**Assignment**. Please give back only the lines below from the one containing "Query: lavender flower spike" to the one containing "The service SHOULD place a point on the worn", each repeated word for word, both ends included.

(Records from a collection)
Start of Block
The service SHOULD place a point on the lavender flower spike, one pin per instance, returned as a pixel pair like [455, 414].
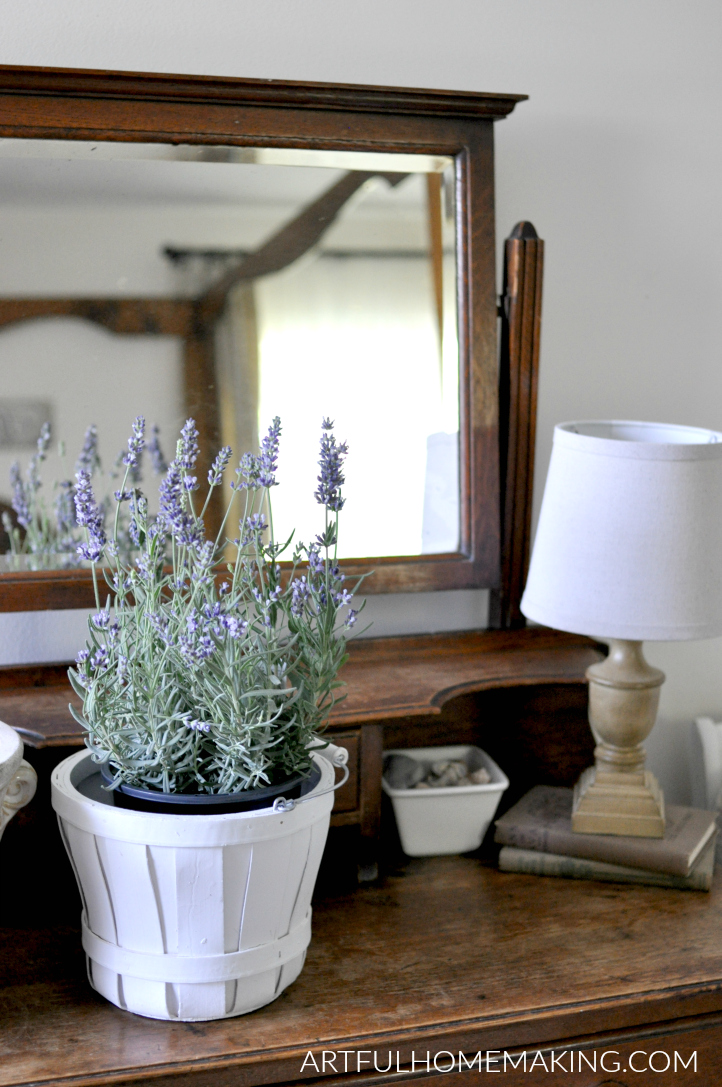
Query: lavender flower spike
[44, 441]
[219, 466]
[136, 442]
[88, 514]
[331, 478]
[187, 452]
[268, 461]
[88, 460]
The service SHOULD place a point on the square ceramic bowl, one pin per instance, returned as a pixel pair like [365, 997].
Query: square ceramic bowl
[450, 820]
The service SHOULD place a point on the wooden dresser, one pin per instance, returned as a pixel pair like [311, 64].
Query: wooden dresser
[440, 956]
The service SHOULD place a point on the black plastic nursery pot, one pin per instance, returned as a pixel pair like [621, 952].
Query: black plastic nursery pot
[210, 803]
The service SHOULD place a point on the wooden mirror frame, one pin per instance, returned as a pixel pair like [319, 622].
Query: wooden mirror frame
[55, 103]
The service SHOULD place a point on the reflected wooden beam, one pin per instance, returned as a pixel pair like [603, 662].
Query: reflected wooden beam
[293, 240]
[127, 316]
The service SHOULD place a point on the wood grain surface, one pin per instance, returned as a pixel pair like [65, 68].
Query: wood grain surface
[444, 954]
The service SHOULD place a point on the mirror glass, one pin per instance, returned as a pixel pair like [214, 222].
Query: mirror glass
[235, 285]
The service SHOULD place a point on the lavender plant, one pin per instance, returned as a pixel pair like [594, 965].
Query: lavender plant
[50, 535]
[206, 682]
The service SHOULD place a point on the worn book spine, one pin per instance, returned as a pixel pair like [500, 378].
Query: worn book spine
[532, 862]
[626, 851]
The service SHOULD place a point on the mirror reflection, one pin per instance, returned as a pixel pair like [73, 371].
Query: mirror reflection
[235, 285]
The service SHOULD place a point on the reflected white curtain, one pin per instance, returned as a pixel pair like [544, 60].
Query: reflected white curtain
[237, 372]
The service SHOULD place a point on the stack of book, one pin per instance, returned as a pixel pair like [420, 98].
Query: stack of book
[536, 837]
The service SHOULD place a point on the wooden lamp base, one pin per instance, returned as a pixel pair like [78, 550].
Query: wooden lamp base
[618, 795]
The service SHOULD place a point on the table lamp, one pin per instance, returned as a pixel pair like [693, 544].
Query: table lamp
[629, 547]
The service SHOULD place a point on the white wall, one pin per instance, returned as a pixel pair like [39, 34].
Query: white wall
[617, 159]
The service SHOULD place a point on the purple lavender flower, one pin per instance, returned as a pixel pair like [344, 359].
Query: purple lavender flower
[251, 528]
[316, 564]
[300, 592]
[195, 651]
[158, 461]
[20, 502]
[89, 515]
[172, 515]
[219, 466]
[198, 726]
[269, 458]
[99, 659]
[248, 470]
[187, 453]
[160, 625]
[65, 508]
[331, 478]
[87, 459]
[136, 444]
[44, 441]
[138, 516]
[236, 627]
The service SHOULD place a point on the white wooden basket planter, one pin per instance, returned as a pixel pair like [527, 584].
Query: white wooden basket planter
[193, 916]
[17, 778]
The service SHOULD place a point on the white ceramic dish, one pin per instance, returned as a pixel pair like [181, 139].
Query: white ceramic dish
[451, 820]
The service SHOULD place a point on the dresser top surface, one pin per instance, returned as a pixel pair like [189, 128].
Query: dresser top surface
[446, 951]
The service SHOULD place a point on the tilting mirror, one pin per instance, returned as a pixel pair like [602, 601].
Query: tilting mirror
[233, 285]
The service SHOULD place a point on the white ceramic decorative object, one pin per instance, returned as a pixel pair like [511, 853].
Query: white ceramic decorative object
[193, 916]
[17, 778]
[451, 820]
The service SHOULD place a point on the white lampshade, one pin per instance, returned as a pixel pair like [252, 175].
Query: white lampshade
[630, 537]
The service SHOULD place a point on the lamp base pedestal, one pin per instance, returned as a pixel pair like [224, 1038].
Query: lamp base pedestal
[619, 803]
[618, 795]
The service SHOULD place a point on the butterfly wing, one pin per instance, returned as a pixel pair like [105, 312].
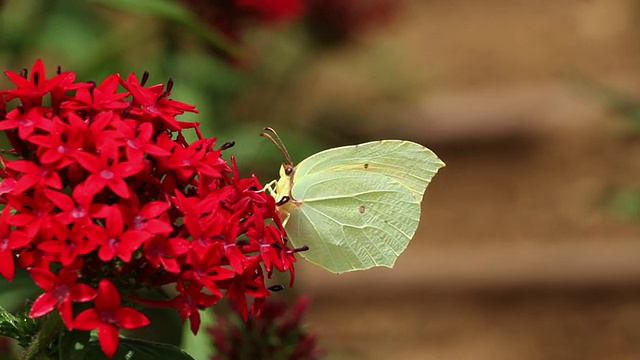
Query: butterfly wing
[359, 206]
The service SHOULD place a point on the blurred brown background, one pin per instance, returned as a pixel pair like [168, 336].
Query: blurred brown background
[520, 254]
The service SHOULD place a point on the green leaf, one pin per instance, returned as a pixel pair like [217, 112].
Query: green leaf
[133, 349]
[200, 346]
[73, 344]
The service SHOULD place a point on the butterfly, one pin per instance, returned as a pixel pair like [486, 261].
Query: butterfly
[355, 207]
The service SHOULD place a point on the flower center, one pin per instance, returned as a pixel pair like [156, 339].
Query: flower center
[4, 244]
[78, 212]
[106, 174]
[108, 317]
[138, 222]
[61, 291]
[133, 144]
[26, 122]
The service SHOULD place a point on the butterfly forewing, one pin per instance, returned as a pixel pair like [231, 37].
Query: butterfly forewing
[359, 206]
[410, 164]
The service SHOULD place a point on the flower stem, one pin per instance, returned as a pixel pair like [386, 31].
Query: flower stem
[42, 341]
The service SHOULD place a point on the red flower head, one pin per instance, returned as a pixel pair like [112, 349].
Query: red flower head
[106, 191]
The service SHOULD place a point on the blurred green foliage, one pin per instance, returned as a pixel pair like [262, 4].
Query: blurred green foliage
[96, 38]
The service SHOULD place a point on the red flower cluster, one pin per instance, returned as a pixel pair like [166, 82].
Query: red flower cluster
[277, 334]
[102, 196]
[230, 16]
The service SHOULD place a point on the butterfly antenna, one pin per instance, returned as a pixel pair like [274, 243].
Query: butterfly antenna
[279, 143]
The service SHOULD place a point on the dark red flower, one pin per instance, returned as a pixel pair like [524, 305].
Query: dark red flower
[108, 316]
[115, 194]
[31, 91]
[27, 121]
[107, 170]
[114, 239]
[60, 291]
[10, 241]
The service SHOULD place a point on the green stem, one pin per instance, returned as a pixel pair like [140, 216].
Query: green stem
[42, 341]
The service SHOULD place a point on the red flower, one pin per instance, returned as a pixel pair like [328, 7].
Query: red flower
End of Block
**Solution for this problem**.
Query: lavender flower spike
[44, 441]
[219, 466]
[136, 442]
[88, 514]
[331, 478]
[187, 452]
[268, 461]
[88, 460]
The service SHOULD place a point on the square ceramic bowl, one pin per instance, returned as a pixel pair like [365, 997].
Query: square ceramic bowl
[450, 820]
The service SHOULD place a point on the wooden dresser, one pin per instance, returned as a pixel pair like [311, 64].
Query: wooden dresser
[440, 956]
The service SHOULD place a point on the black plastic nursery pot, one pin per instance, returned as a pixel pair like [621, 952].
Query: black plastic nursery pot
[210, 803]
The service SHOULD place a point on the wooden mirror frame, one pin per instance, returned as a pixel pair like [319, 622].
Query: wooden mirror frame
[55, 103]
The service SHOULD place a point on the reflected wooden beam, one pin per instance, returned as a pixel pair like [603, 662].
Query: reflected wooden beam
[293, 240]
[127, 316]
The service SHOULD place a point on the wood grain surface, one pin per instance, returned as a pixel pair like [65, 68].
Query: wood grain surface
[444, 954]
The service SHOULD place a point on the mirror glass, one pin per instance, returned as a pixel pair like [214, 222].
Query: mirror glass
[235, 285]
The service SHOULD place a point on the lavender plant, one pin per instance, returned as a pixel pair like [594, 965].
Query: lavender plant
[50, 535]
[206, 682]
The service SHOULD place a point on the worn book spine, one pin per instance, returned as a pixel pair like [500, 378].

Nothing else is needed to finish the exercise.